◆ Given passage
☆ ☆ ☆
The New York Child Victims Act (CVA), which came into effect on Aug. 14, 2019, extended the statute of limitations for child sexual abuse cases. The limitations period permits civil cases to be brought until victims are 55 years old. Critically, the law includes a one-year window for time-barred survivors to file a civil lawsuit. During this look-back period, survivors can file a civil case against their abusers and any institutions that may have enabled the abuse, no matter how old they now are or how long ago the abuse happened. The CVA provided vital rights to hundreds of adult survivors of abuse whose claims had previously been extinguished five years after their eighteenth birthdays. After years of opposition, principally by religious organizations, the enactment of the CVA reflected the acknowledged reality that many victims require years if not decades to come to terms with their childhood abuse and seek accountability. The CVA also reflected that childhood sexual abuse is not a harm that ends with childhood, but frequently causes grievous harm to victims throughout their lives.
☆ ☆ ☆
[Stored items]
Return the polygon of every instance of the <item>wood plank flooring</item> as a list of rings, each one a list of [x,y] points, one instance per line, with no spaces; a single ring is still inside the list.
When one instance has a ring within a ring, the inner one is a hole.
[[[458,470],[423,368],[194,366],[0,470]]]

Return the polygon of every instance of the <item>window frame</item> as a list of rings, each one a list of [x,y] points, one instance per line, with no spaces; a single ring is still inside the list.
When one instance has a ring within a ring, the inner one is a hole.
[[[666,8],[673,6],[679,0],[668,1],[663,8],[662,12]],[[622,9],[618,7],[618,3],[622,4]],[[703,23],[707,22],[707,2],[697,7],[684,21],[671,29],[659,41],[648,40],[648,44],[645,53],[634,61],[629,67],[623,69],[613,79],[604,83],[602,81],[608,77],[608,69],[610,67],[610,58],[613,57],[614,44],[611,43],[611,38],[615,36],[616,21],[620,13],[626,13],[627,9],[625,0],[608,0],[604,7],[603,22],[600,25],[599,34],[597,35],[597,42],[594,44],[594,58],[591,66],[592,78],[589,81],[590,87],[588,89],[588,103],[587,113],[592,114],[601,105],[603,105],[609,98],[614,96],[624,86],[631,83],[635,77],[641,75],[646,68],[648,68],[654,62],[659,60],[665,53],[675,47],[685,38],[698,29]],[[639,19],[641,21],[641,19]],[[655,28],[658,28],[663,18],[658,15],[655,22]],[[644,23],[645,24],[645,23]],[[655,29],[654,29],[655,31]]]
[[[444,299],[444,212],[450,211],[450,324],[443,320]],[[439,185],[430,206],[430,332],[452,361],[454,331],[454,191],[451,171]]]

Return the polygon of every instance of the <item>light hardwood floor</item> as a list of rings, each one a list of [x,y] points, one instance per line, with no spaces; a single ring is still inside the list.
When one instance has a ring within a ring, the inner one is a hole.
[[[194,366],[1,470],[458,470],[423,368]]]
☆ ☆ ☆
◆ Exercise details
Continue the passage on the New York Child Victims Act, picking up after its final sentence.

◆ Exercise response
The Opening and Closing of the Look-Back Window
Creating a potential Catch-22 for the adult survivors given the opportunity to bring claims during the one year look-back period, the COVID-19 crisis has closed state courts to any new civil case filings and effectively stopped any of these cases from proceeding. On March 22, 2020, the New York Office of Court Administration (OCA) issued an administrative order prohibiting the receipt of filed papers by county clerks in New York state for non-essential cases. The order came days after a March 20, 2020 executive order from Gov. Andrew Cuomo suspending statutes of limitation in all legal matters. The OCA’s administrative order prohibits the initiation of new legal proceedings, including the filing of lawsuits recently revived by the CVA. Given that the look-back window was set by statute and the tolling was done by executive order, unless the state Legislature amends the look-back window, there is the risk that claims that would otherwise be timely during the year-long window will be time-barred after the window closes.